Aim of the exercise =
Without any of the pictures, print every record below exactly.

Input data =

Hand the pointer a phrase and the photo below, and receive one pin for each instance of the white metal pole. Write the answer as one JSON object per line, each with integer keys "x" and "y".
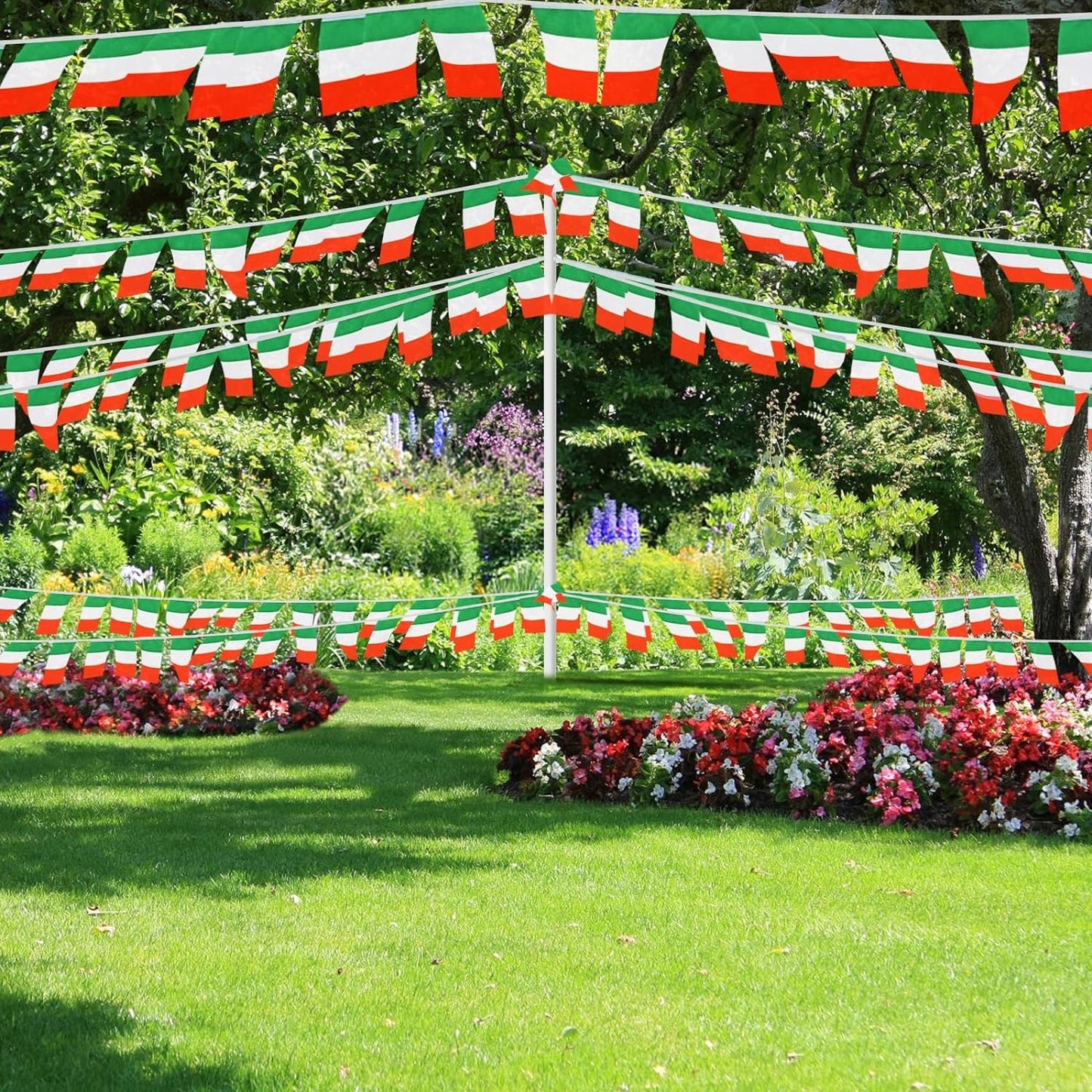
{"x": 549, "y": 441}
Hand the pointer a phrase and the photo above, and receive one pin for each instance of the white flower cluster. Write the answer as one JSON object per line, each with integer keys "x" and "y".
{"x": 549, "y": 766}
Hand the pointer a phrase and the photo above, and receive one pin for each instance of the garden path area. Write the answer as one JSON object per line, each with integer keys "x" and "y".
{"x": 351, "y": 908}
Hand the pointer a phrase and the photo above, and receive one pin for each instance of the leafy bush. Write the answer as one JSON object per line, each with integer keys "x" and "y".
{"x": 434, "y": 537}
{"x": 22, "y": 559}
{"x": 93, "y": 547}
{"x": 172, "y": 547}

Task output =
Hand the pointer a phrase and the photo below, and receive one pin for each instance of the white metal pole. Write the answer as one JSON object per line, each with integer keys "x" and "y".
{"x": 549, "y": 441}
Hand the pointer a phrase and the photo above, and receive one pin for each instance of the white flower cluster. Write the answer as one JSON object per line, each with integer keys "x" and "y".
{"x": 549, "y": 766}
Hand the pointer a phrase and the photo above, and receive one pin for each instance of the garden path area. Write the answer as one JSON object per line, each with integer keys "x" and "y".
{"x": 351, "y": 908}
Hand the pointer a phrase and the photo above, and receive one pin for each instance of the leafy bush. Write the answer as one JSON object per line, each with integer keys "x" and "y".
{"x": 434, "y": 537}
{"x": 22, "y": 559}
{"x": 93, "y": 547}
{"x": 172, "y": 547}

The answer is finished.